Object position labeling entries:
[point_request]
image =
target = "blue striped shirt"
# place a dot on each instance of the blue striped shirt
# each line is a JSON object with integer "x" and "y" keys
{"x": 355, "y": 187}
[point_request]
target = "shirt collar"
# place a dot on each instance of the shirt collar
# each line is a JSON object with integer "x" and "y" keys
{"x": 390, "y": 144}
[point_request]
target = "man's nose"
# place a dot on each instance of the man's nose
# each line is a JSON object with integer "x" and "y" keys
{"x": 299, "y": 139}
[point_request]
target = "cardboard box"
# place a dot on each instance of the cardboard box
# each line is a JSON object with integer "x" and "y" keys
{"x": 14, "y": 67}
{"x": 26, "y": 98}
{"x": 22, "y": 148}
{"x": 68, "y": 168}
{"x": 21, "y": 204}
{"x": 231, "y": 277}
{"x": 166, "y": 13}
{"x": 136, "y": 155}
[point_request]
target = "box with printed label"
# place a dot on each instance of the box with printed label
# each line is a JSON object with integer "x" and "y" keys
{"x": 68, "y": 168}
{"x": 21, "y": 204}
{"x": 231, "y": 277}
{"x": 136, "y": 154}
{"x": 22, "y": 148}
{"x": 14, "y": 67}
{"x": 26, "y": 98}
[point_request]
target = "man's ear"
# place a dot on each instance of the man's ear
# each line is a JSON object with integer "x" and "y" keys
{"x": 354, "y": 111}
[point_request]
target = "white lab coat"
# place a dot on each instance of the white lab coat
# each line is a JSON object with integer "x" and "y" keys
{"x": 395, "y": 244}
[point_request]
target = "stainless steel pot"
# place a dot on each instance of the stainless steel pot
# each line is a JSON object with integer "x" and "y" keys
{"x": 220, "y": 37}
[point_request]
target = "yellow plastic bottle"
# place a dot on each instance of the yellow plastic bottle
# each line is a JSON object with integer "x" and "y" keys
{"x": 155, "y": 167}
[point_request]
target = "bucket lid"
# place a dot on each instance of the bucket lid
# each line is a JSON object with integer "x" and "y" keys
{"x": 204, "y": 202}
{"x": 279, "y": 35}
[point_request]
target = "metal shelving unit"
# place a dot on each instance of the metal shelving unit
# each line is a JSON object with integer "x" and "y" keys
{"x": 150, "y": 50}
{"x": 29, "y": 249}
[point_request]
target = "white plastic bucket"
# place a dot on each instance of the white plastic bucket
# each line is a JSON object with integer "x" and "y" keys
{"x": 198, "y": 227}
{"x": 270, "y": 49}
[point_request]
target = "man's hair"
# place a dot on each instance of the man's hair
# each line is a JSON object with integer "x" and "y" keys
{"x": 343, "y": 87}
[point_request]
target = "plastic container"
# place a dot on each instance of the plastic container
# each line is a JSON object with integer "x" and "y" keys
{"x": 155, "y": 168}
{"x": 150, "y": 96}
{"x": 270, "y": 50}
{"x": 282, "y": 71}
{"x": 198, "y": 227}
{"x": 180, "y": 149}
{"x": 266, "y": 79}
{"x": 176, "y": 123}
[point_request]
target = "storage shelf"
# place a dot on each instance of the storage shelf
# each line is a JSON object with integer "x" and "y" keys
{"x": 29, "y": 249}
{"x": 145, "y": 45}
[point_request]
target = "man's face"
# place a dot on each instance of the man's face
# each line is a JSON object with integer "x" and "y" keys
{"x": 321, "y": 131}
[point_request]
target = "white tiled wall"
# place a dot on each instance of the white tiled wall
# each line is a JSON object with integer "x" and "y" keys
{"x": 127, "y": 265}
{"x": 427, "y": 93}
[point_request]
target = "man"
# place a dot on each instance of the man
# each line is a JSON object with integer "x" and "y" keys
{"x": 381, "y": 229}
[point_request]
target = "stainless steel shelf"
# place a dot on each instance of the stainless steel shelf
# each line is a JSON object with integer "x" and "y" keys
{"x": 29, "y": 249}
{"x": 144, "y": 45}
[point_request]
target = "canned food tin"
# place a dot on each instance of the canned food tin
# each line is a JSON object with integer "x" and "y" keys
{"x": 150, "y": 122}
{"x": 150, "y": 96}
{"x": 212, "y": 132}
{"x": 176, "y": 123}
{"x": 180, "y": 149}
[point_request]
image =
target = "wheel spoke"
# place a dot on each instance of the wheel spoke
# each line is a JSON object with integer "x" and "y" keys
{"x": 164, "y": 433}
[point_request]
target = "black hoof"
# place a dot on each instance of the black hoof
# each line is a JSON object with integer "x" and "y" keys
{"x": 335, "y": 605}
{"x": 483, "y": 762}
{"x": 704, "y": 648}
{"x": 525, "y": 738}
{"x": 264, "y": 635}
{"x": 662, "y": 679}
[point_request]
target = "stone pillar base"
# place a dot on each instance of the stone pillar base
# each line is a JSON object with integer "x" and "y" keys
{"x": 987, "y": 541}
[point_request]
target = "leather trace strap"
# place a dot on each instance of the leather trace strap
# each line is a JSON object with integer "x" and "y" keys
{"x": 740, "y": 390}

__WHAT IS NEEDED__
The records above are to be copied in full, exactly as written.

__COMPLETED TASK__
[point_request]
image =
target = "blue striped shirt"
# place a dot on each instance of the blue striped shirt
# each line is a JSON object with integer "x" and "y" keys
{"x": 355, "y": 187}
[point_request]
target = "shirt collar"
# place a dot on each instance of the shirt collar
# each line is a JSON object with integer "x" and "y" keys
{"x": 390, "y": 144}
[point_request]
target = "man's nose"
# place a dot on each instance of the man's nose
# each line is a JSON object with integer "x" and "y" keys
{"x": 299, "y": 139}
[point_request]
target = "cardboard box"
# place a dot on each instance of the cardboard box
# each line is a JSON object with integer "x" and "y" keys
{"x": 14, "y": 67}
{"x": 26, "y": 98}
{"x": 22, "y": 148}
{"x": 68, "y": 168}
{"x": 21, "y": 204}
{"x": 231, "y": 277}
{"x": 166, "y": 13}
{"x": 136, "y": 155}
[point_request]
target = "box with printed label"
# place a dot on each instance of the box with printed label
# each line is a JSON object with integer "x" and "y" keys
{"x": 68, "y": 168}
{"x": 21, "y": 204}
{"x": 231, "y": 277}
{"x": 136, "y": 154}
{"x": 22, "y": 148}
{"x": 14, "y": 67}
{"x": 26, "y": 98}
[point_request]
target = "man's ear"
# place a dot on each instance of the man's ear
# each line is a JSON object with integer "x" and "y" keys
{"x": 354, "y": 111}
[point_request]
target = "white lab coat"
# place a dot on each instance of the white lab coat
# each line is a JSON object with integer "x" and "y" keys
{"x": 395, "y": 244}
[point_request]
target = "stainless steel pot"
# place a dot on each instance of the stainless steel pot
# each line is a JSON object with integer "x" and "y" keys
{"x": 220, "y": 37}
[point_request]
target = "yellow plastic bottle"
# place a dot on each instance of the yellow plastic bottle
# each line is a JSON object with integer "x" and "y" keys
{"x": 155, "y": 167}
[point_request]
target = "bucket lid"
# place a dot on each instance of the bucket lid
# each line is a JSON object with integer "x" and "y" keys
{"x": 204, "y": 202}
{"x": 279, "y": 35}
[point_request]
target = "metal shelving unit"
# place a dot on each instance of the metal shelving unit
# each line is a JSON object with integer "x" and "y" keys
{"x": 150, "y": 50}
{"x": 29, "y": 249}
[point_request]
target = "white plastic bucket"
# place a dot on each instance of the white plastic bucket
# each line is a JSON object with integer "x" and "y" keys
{"x": 198, "y": 227}
{"x": 270, "y": 49}
[point_request]
target = "man's hair"
# place a dot on each instance of the man's hair
# each line is a JSON object with integer "x" and "y" keys
{"x": 343, "y": 87}
[point_request]
target = "plastic container"
# place a dot on each instance of the plastic container
# each line is a JSON object with integer "x" and "y" keys
{"x": 155, "y": 168}
{"x": 150, "y": 96}
{"x": 270, "y": 50}
{"x": 282, "y": 71}
{"x": 198, "y": 227}
{"x": 180, "y": 149}
{"x": 266, "y": 79}
{"x": 176, "y": 123}
[point_request]
target = "storage shelf"
# place a dot on each instance of the storage shelf
# each line is a JSON object with integer "x" and "y" keys
{"x": 29, "y": 249}
{"x": 145, "y": 45}
[point_request]
target = "man's face"
# place a dot on each instance of the man's face
# each line is a JSON object with integer "x" and "y" keys
{"x": 321, "y": 131}
[point_request]
target = "white tiled wall"
# place a dot on each instance of the white tiled wall
# each line is a JSON object with integer "x" and "y" keys
{"x": 127, "y": 265}
{"x": 427, "y": 93}
[point_request]
target = "man"
# place a dot on each instance of the man
# each line is a JSON object with integer "x" and "y" keys
{"x": 381, "y": 229}
[point_request]
target = "stainless steel shelf"
# place a dot on each instance of the stainless steel shelf
# each line is a JSON object with integer "x" and "y" keys
{"x": 29, "y": 249}
{"x": 144, "y": 45}
[point_request]
target = "canned food tin"
# place a dot on each instance of the canned food tin
# each line is a JSON object with integer "x" and "y" keys
{"x": 150, "y": 122}
{"x": 150, "y": 96}
{"x": 212, "y": 132}
{"x": 176, "y": 123}
{"x": 180, "y": 149}
[point_request]
image =
target = "wheel spoke"
# place a dot on each instance of the wheel spoke
# each line is a JSON object with integer "x" and "y" keys
{"x": 164, "y": 433}
[point_request]
target = "black hoof"
# place a dot on each instance of the black hoof
# each line is a JSON object with integer "x" and "y" keys
{"x": 335, "y": 605}
{"x": 483, "y": 762}
{"x": 704, "y": 648}
{"x": 525, "y": 738}
{"x": 264, "y": 635}
{"x": 662, "y": 679}
[point_request]
target = "stone pillar base"
# place a dot on each instance of the stone pillar base
# each line is a JSON object with integer "x" and "y" keys
{"x": 987, "y": 541}
[point_request]
target = "leather trace strap"
# place a dot on each instance of the leather trace strap
# each line is a JSON object with integer "x" and "y" keys
{"x": 740, "y": 390}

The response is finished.